* **WHAT YOU NEED TO DO**
Every line of the material that mentions the word "grassy" should be copied out.

* **INPUT DATA**
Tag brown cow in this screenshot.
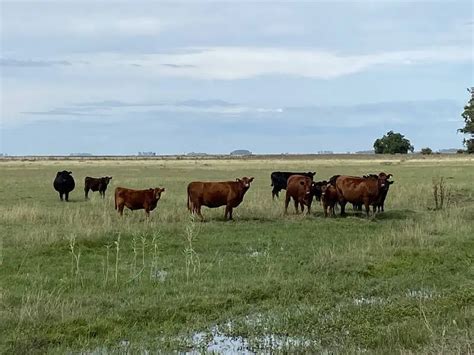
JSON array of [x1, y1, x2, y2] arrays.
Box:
[[334, 174, 391, 217], [321, 183, 338, 217], [285, 175, 314, 214], [84, 176, 112, 199], [352, 173, 394, 212], [114, 187, 165, 217], [187, 177, 254, 221]]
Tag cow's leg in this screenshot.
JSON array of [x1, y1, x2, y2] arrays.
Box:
[[196, 206, 204, 222], [59, 192, 63, 201], [294, 199, 299, 214], [65, 192, 69, 202], [364, 202, 371, 218], [284, 194, 290, 214], [226, 206, 233, 221], [307, 201, 311, 215], [323, 201, 328, 217], [340, 201, 347, 216], [84, 187, 89, 199], [145, 209, 150, 218], [118, 204, 124, 216], [273, 188, 281, 200]]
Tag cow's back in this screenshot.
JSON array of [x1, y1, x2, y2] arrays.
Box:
[[54, 174, 75, 192], [335, 176, 378, 203], [188, 181, 238, 207], [115, 187, 151, 209]]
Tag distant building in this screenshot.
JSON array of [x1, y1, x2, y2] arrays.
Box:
[[138, 152, 156, 156], [230, 149, 252, 156], [187, 152, 208, 157], [69, 153, 93, 156], [438, 148, 460, 154], [355, 150, 375, 155], [317, 151, 334, 154]]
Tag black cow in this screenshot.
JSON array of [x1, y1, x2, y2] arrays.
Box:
[[270, 171, 316, 199], [53, 171, 75, 201], [84, 176, 112, 199]]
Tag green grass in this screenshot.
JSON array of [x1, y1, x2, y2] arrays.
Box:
[[1, 157, 473, 353]]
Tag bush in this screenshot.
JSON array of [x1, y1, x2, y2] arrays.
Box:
[[420, 147, 433, 155]]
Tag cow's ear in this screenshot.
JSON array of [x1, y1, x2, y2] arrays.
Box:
[[68, 171, 72, 174], [249, 177, 254, 182], [387, 174, 393, 178], [109, 176, 113, 180], [161, 188, 165, 192], [388, 181, 394, 185], [236, 178, 241, 182]]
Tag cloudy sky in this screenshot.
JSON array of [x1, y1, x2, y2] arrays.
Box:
[[1, 1, 472, 155]]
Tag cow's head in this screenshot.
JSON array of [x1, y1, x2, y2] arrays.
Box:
[[311, 180, 327, 201], [57, 170, 72, 177], [377, 173, 393, 189], [307, 172, 316, 179], [320, 183, 330, 198], [153, 187, 165, 200], [102, 176, 113, 185], [236, 177, 254, 189]]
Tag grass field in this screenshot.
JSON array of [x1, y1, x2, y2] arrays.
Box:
[[1, 156, 473, 353]]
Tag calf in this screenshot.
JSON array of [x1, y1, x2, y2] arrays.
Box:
[[285, 175, 314, 214], [321, 183, 338, 217], [114, 187, 165, 217], [84, 176, 112, 199], [187, 177, 254, 221], [311, 180, 328, 202], [271, 171, 315, 199], [334, 174, 391, 217], [53, 171, 75, 201]]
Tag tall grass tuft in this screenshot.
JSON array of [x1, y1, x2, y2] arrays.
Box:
[[68, 235, 82, 286], [114, 234, 121, 285], [184, 216, 201, 282], [432, 176, 451, 210]]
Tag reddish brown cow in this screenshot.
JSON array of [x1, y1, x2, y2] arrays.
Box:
[[114, 187, 165, 217], [321, 183, 338, 217], [334, 174, 391, 217], [285, 175, 314, 214], [187, 177, 254, 221]]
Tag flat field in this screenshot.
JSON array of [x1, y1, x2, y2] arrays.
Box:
[[1, 156, 473, 353]]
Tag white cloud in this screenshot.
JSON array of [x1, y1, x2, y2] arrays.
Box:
[[74, 46, 472, 80]]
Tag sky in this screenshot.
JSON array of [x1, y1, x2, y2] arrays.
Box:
[[0, 0, 473, 155]]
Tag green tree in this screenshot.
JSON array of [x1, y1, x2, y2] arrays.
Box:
[[421, 147, 433, 155], [373, 130, 414, 154], [458, 88, 474, 153]]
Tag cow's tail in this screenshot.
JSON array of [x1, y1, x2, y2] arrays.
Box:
[[114, 190, 117, 210], [187, 187, 192, 212]]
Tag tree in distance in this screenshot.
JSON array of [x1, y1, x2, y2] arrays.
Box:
[[373, 130, 414, 154], [458, 88, 474, 153], [421, 147, 433, 155]]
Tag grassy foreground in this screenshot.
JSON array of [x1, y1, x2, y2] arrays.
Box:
[[0, 157, 473, 353]]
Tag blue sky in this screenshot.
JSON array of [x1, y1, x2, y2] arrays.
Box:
[[1, 1, 472, 155]]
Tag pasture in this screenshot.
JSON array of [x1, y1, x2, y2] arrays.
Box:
[[1, 156, 473, 353]]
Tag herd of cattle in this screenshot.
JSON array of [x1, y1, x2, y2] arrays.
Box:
[[53, 170, 394, 220]]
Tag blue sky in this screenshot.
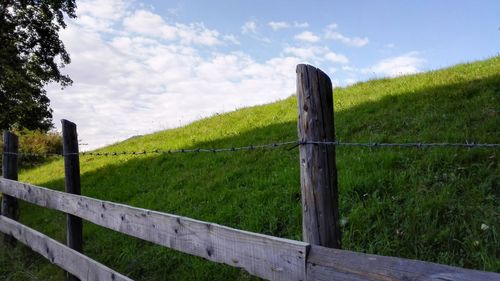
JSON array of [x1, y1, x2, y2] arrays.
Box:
[[47, 0, 500, 149], [146, 0, 500, 72], [145, 0, 500, 79]]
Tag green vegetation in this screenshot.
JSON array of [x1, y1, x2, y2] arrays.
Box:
[[0, 129, 63, 171], [0, 0, 76, 131], [1, 57, 499, 280]]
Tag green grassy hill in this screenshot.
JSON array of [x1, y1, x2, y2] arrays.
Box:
[[1, 57, 499, 280]]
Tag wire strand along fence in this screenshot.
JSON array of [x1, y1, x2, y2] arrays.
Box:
[[1, 64, 499, 281], [4, 140, 500, 158]]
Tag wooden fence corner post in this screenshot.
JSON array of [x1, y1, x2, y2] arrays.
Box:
[[296, 64, 341, 249], [62, 119, 83, 281], [1, 131, 19, 246]]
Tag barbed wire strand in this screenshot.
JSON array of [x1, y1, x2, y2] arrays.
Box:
[[2, 140, 499, 158], [305, 141, 500, 148]]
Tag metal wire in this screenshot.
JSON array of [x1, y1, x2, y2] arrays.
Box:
[[2, 152, 66, 157], [78, 141, 298, 157], [2, 140, 499, 157], [304, 141, 500, 148]]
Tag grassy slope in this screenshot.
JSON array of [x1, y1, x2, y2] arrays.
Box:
[[1, 57, 499, 280]]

* **EXERCISE ANSWER**
Tag grassy foreground in this screenshot.
Tag green grassy hill in this screenshot.
Tag grassy slope in this screenshot.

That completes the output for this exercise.